# Work task:
Copy out exactly the lines from the one containing "Could you point out the curly" through the end of the records, and no pictures.

= = = = = = =

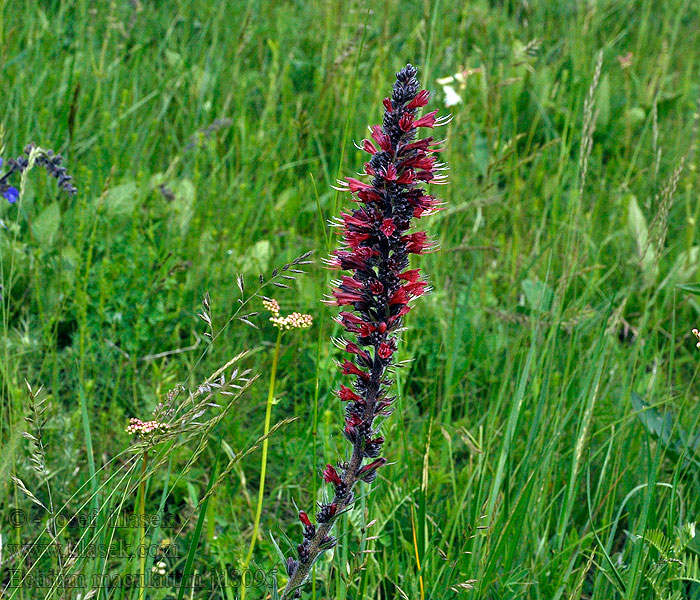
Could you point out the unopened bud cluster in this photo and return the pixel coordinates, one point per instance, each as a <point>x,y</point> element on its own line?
<point>293,321</point>
<point>145,428</point>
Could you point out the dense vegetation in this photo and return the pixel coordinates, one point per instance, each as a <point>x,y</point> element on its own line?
<point>546,442</point>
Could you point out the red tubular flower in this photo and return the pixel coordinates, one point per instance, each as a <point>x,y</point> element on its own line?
<point>384,350</point>
<point>411,275</point>
<point>376,249</point>
<point>388,227</point>
<point>373,466</point>
<point>426,120</point>
<point>421,99</point>
<point>368,146</point>
<point>330,475</point>
<point>346,394</point>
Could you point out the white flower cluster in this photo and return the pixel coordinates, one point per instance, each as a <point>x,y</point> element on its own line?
<point>145,428</point>
<point>293,321</point>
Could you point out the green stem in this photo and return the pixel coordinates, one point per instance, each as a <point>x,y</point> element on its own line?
<point>263,466</point>
<point>142,527</point>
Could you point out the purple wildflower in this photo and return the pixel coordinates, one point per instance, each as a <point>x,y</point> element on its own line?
<point>379,290</point>
<point>46,159</point>
<point>10,193</point>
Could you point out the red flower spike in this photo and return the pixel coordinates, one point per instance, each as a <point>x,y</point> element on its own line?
<point>347,395</point>
<point>368,146</point>
<point>356,185</point>
<point>421,99</point>
<point>350,368</point>
<point>330,475</point>
<point>388,227</point>
<point>411,275</point>
<point>369,195</point>
<point>390,173</point>
<point>399,296</point>
<point>406,178</point>
<point>416,242</point>
<point>375,464</point>
<point>416,289</point>
<point>381,138</point>
<point>378,288</point>
<point>384,350</point>
<point>426,120</point>
<point>406,121</point>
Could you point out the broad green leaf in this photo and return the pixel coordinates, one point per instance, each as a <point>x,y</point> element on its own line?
<point>539,296</point>
<point>257,258</point>
<point>121,200</point>
<point>46,225</point>
<point>183,205</point>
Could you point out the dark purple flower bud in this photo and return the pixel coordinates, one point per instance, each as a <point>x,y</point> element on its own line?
<point>291,566</point>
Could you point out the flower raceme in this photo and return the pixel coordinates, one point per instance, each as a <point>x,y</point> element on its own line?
<point>379,290</point>
<point>46,159</point>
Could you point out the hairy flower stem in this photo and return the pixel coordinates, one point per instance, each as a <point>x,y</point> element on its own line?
<point>142,553</point>
<point>263,465</point>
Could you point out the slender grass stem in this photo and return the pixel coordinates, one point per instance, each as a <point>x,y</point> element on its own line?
<point>142,527</point>
<point>263,464</point>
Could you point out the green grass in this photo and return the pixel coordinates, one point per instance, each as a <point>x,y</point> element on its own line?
<point>549,415</point>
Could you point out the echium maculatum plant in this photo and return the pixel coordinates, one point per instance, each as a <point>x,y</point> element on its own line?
<point>379,291</point>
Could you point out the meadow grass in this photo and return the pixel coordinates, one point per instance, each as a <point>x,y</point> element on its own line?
<point>548,422</point>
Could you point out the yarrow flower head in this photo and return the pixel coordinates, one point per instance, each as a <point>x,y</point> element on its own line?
<point>379,291</point>
<point>293,321</point>
<point>46,159</point>
<point>145,428</point>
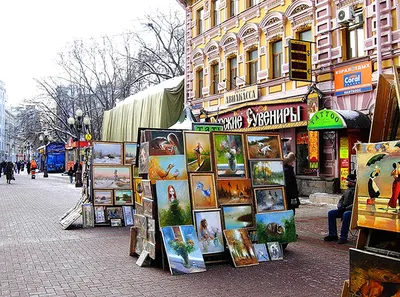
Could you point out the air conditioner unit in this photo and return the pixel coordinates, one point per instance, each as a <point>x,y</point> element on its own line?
<point>345,15</point>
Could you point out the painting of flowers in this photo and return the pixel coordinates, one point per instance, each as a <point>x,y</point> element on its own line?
<point>202,187</point>
<point>267,173</point>
<point>198,151</point>
<point>173,203</point>
<point>112,177</point>
<point>269,198</point>
<point>234,191</point>
<point>209,231</point>
<point>183,250</point>
<point>229,154</point>
<point>240,247</point>
<point>264,146</point>
<point>107,153</point>
<point>276,226</point>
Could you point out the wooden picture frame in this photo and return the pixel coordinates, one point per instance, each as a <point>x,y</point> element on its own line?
<point>203,194</point>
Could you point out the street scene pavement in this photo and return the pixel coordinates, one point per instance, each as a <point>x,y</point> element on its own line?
<point>39,258</point>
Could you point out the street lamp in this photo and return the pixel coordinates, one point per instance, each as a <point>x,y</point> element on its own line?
<point>77,123</point>
<point>45,138</point>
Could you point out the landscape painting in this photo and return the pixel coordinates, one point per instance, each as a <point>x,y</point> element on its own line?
<point>209,231</point>
<point>269,199</point>
<point>264,146</point>
<point>107,153</point>
<point>267,173</point>
<point>202,187</point>
<point>198,151</point>
<point>173,203</point>
<point>112,177</point>
<point>276,226</point>
<point>234,191</point>
<point>237,216</point>
<point>240,247</point>
<point>130,151</point>
<point>103,197</point>
<point>183,250</point>
<point>229,155</point>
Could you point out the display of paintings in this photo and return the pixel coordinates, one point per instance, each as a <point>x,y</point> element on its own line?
<point>107,153</point>
<point>209,231</point>
<point>103,197</point>
<point>147,191</point>
<point>240,247</point>
<point>165,142</point>
<point>183,250</point>
<point>260,249</point>
<point>112,177</point>
<point>128,215</point>
<point>276,226</point>
<point>123,197</point>
<point>275,251</point>
<point>99,214</point>
<point>269,199</point>
<point>229,154</point>
<point>114,213</point>
<point>234,191</point>
<point>202,187</point>
<point>173,203</point>
<point>198,151</point>
<point>130,151</point>
<point>167,168</point>
<point>237,216</point>
<point>147,207</point>
<point>267,173</point>
<point>373,271</point>
<point>378,185</point>
<point>264,146</point>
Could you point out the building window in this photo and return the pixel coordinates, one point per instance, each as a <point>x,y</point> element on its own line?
<point>232,64</point>
<point>355,37</point>
<point>215,78</point>
<point>252,66</point>
<point>200,21</point>
<point>276,59</point>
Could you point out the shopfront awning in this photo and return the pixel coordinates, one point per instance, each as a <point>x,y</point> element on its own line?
<point>329,119</point>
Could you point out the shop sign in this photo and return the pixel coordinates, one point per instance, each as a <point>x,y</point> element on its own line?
<point>266,116</point>
<point>326,119</point>
<point>241,95</point>
<point>355,78</point>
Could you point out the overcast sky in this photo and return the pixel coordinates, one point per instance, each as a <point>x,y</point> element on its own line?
<point>32,32</point>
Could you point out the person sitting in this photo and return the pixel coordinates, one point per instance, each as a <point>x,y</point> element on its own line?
<point>343,211</point>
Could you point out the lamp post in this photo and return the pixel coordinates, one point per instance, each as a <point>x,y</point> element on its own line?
<point>77,123</point>
<point>45,138</point>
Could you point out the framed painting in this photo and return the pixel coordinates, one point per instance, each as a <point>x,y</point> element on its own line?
<point>209,231</point>
<point>202,187</point>
<point>229,155</point>
<point>130,151</point>
<point>267,173</point>
<point>234,191</point>
<point>237,216</point>
<point>240,247</point>
<point>128,215</point>
<point>107,153</point>
<point>263,146</point>
<point>173,203</point>
<point>269,199</point>
<point>276,226</point>
<point>112,177</point>
<point>167,168</point>
<point>183,250</point>
<point>123,197</point>
<point>103,197</point>
<point>198,151</point>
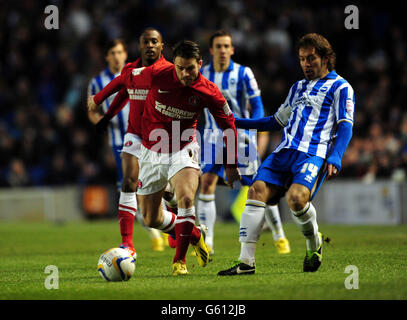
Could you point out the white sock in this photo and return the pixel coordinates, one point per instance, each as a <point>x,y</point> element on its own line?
<point>247,253</point>
<point>251,224</point>
<point>273,219</point>
<point>168,222</point>
<point>172,202</point>
<point>207,215</point>
<point>128,202</point>
<point>306,220</point>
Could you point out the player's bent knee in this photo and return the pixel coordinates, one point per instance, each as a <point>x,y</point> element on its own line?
<point>257,192</point>
<point>129,184</point>
<point>208,184</point>
<point>185,201</point>
<point>297,200</point>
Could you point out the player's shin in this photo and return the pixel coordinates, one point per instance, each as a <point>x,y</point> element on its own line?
<point>251,225</point>
<point>306,220</point>
<point>273,220</point>
<point>207,215</point>
<point>184,226</point>
<point>126,211</point>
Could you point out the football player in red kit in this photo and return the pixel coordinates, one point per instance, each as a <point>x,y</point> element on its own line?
<point>170,150</point>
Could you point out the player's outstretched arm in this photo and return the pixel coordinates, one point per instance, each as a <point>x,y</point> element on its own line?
<point>344,134</point>
<point>112,87</point>
<point>262,124</point>
<point>118,103</point>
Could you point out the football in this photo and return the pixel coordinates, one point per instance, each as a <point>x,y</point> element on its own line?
<point>116,264</point>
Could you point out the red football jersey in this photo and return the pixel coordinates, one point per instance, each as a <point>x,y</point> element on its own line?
<point>172,109</point>
<point>136,95</point>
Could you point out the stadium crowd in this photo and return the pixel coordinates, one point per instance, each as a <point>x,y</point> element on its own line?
<point>46,138</point>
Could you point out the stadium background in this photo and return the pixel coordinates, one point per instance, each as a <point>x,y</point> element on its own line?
<point>46,140</point>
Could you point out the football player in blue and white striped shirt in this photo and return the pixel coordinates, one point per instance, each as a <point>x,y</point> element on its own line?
<point>317,118</point>
<point>116,56</point>
<point>239,87</point>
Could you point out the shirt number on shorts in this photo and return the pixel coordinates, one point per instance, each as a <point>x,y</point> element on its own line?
<point>312,168</point>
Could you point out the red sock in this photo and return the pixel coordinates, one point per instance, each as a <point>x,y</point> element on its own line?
<point>195,236</point>
<point>126,221</point>
<point>183,232</point>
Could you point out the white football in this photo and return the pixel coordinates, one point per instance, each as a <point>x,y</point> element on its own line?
<point>116,264</point>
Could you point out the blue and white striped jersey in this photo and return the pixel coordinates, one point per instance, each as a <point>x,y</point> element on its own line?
<point>238,85</point>
<point>118,124</point>
<point>318,106</point>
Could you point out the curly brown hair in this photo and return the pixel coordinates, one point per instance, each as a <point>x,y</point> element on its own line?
<point>322,47</point>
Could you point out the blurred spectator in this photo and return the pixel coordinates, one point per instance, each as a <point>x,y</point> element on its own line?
<point>45,136</point>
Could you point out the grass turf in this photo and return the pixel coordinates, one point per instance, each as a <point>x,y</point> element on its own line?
<point>379,253</point>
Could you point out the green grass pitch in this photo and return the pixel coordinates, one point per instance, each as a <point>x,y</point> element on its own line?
<point>27,248</point>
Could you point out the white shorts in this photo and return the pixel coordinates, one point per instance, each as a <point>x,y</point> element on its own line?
<point>156,169</point>
<point>132,144</point>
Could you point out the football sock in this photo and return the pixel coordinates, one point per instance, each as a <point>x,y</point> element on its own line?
<point>251,224</point>
<point>184,226</point>
<point>306,220</point>
<point>168,224</point>
<point>238,205</point>
<point>207,215</point>
<point>273,219</point>
<point>126,211</point>
<point>247,253</point>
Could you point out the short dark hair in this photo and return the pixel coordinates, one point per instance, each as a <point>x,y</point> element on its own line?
<point>218,33</point>
<point>322,47</point>
<point>112,43</point>
<point>187,49</point>
<point>151,29</point>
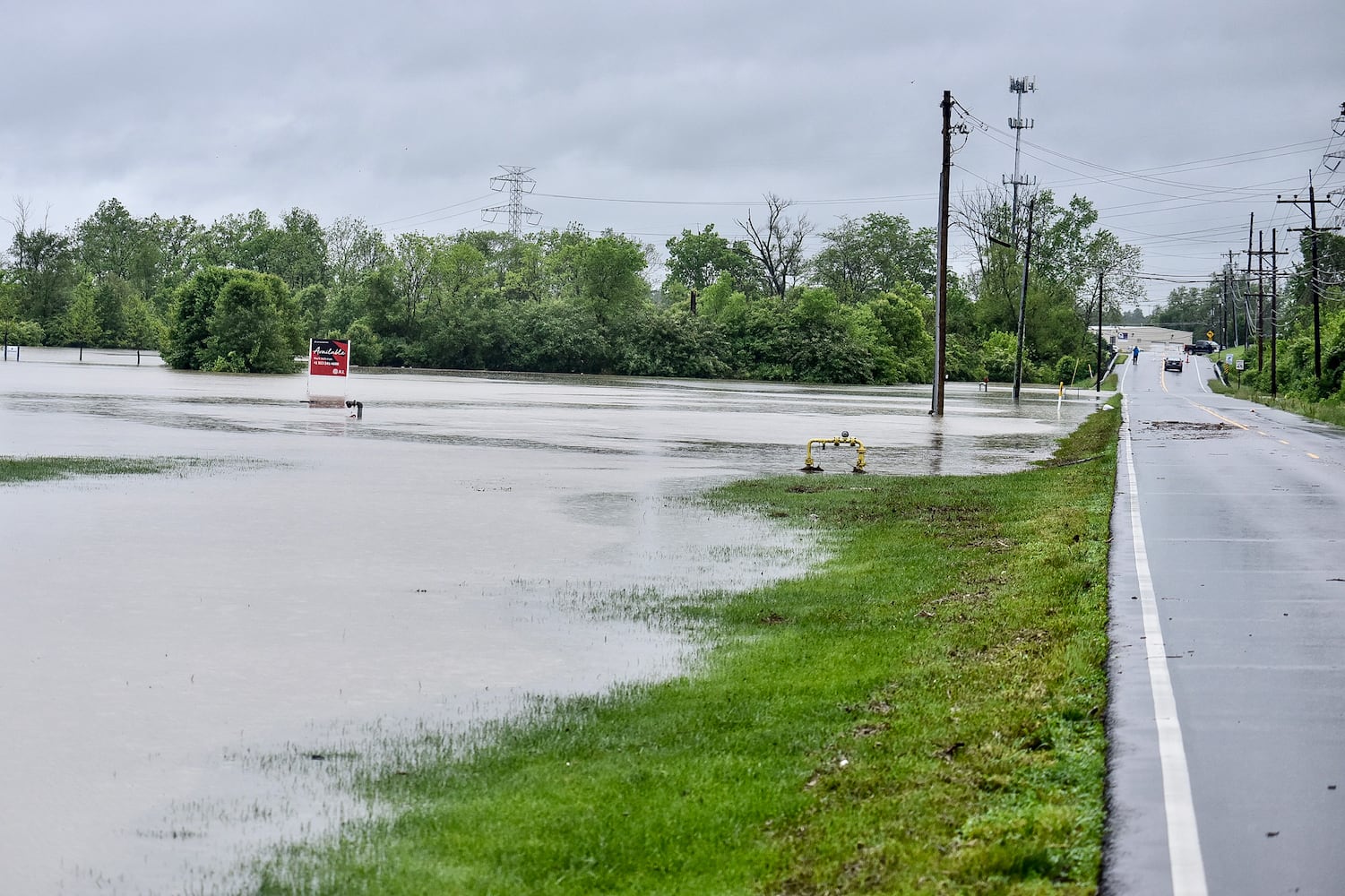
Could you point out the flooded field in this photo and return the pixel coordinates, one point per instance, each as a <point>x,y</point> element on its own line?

= = = = = = =

# Answer box:
Could you point out the curly brown hair in this photo and return the pixel coordinates, one point per instance, each as a <point>x,y</point> element on its own line?
<point>322,47</point>
Could you point out the blurred spectator in this photo and return the pixel coordinates, one point per instance, each as a <point>x,y</point> element on its own line?
<point>45,136</point>
Could you point out the grass turf in this photo and return the pixel coordinates, one point per instance, each as a <point>x,y</point> element on its own line?
<point>379,253</point>
Could you point out the green grass pitch in this photo and return the pixel coordinates, one point per instance, each as a <point>x,y</point> element on its own line?
<point>27,248</point>
Could you point out the white shorts in this photo and return the pixel coordinates, one point per instance, each as a <point>x,y</point> element on its own line?
<point>156,169</point>
<point>132,144</point>
Could you point out the football sock in this photo and return the pixel coordinates, one point per instance, each as a <point>x,y</point> element on its own line?
<point>251,224</point>
<point>184,226</point>
<point>306,220</point>
<point>168,224</point>
<point>238,205</point>
<point>207,215</point>
<point>273,219</point>
<point>126,211</point>
<point>247,253</point>
Could you point out the short dark hair in this photo and return the pixel coordinates, one point per instance, each as a <point>x,y</point> element on its own line?
<point>218,33</point>
<point>322,47</point>
<point>112,43</point>
<point>187,49</point>
<point>151,29</point>
Could you point out the flooded field in this photo and return the pixel coordinates, one point per instance, each as a <point>x,y</point> element on its own line?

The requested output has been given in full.